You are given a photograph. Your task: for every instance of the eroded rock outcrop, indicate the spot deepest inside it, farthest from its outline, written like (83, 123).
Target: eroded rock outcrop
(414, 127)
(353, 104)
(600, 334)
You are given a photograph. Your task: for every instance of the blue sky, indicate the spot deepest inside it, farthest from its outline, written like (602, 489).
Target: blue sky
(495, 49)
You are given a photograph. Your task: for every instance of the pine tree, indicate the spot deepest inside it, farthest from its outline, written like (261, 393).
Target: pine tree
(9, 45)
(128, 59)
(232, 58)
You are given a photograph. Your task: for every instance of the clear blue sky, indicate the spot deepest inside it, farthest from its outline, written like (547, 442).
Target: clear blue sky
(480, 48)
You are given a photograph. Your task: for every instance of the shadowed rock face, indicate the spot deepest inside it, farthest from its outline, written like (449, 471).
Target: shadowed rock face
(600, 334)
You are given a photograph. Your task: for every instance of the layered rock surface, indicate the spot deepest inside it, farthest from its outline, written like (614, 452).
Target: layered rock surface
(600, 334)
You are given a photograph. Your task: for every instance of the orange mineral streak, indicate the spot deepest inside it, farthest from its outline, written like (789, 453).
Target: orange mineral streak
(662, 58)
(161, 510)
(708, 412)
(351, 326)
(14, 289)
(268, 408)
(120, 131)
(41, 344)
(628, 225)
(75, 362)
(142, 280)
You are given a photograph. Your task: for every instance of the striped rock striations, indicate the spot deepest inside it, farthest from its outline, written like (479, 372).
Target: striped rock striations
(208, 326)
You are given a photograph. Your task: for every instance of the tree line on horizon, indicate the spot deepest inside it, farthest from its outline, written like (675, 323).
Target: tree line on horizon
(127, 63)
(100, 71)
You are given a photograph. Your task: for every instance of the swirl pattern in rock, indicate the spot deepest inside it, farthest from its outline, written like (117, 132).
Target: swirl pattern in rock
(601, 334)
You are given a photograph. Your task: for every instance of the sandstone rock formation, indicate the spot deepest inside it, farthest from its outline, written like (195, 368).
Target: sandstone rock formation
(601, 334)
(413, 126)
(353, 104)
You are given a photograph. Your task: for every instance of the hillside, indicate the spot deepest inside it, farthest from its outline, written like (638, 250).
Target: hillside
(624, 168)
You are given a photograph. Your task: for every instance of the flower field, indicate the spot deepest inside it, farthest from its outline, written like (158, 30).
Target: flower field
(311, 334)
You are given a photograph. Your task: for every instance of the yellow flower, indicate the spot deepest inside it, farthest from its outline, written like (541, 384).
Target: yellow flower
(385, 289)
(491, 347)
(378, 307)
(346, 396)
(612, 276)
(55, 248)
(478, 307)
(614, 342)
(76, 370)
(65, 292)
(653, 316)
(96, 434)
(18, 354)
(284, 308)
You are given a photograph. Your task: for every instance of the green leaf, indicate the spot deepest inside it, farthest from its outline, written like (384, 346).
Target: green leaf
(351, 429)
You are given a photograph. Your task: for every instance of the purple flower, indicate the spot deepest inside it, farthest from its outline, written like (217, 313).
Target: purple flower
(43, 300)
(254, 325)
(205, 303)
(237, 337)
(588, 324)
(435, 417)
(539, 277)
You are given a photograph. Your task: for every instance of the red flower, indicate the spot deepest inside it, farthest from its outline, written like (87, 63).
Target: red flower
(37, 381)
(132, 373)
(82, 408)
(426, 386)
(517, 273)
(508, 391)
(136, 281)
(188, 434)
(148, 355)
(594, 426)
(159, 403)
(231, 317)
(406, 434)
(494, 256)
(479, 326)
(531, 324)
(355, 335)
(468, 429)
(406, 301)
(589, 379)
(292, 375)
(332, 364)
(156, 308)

DESCRIPTION OF THE TASK —
Starting with the line that contains "like (638, 250).", restate every line through the end of the records above, exactly and with no other lines.

TASK SOLUTION —
You are given a photograph. Your task: for every instance of the hillside, indicate the spot deepest inside it, farthest from its outline, written like (638, 250).
Target: hillside
(624, 168)
You are given a photograph. Your task: for every instance of the flower field, indicate the spot deepest inside it, farthest from its outline, written like (158, 30).
Target: flower field
(311, 334)
You are given a photograph. Your task: for every instance of the yellow flower, indicate the spot deepest inside it, farthest from its outline, written like (541, 384).
Target: yellow flower
(385, 289)
(491, 347)
(378, 307)
(346, 396)
(612, 276)
(55, 248)
(478, 307)
(614, 342)
(76, 370)
(65, 292)
(653, 316)
(96, 434)
(18, 354)
(284, 308)
You are given a photograph. Your task: for every instance of the green leaf, indicate the spot deepest inside it, farthest from its outline, written like (384, 346).
Target: green leaf
(351, 429)
You are given a photograph. Your task: for every instance of the purple flower, indicate the spot deepest inside it, farthest from its outline, written like (217, 313).
Target: purple flower
(43, 300)
(254, 325)
(205, 303)
(237, 337)
(588, 324)
(435, 417)
(539, 277)
You are given a photograph. Your task: for every instance of the red flower, indicate the spot deepest inside it, farthest from its outline, written like (87, 63).
Target: red flower
(37, 381)
(132, 373)
(82, 408)
(426, 386)
(517, 273)
(508, 391)
(136, 281)
(188, 434)
(148, 355)
(594, 426)
(159, 403)
(231, 317)
(406, 434)
(494, 256)
(479, 326)
(531, 324)
(355, 335)
(468, 429)
(406, 301)
(589, 379)
(292, 375)
(332, 364)
(156, 308)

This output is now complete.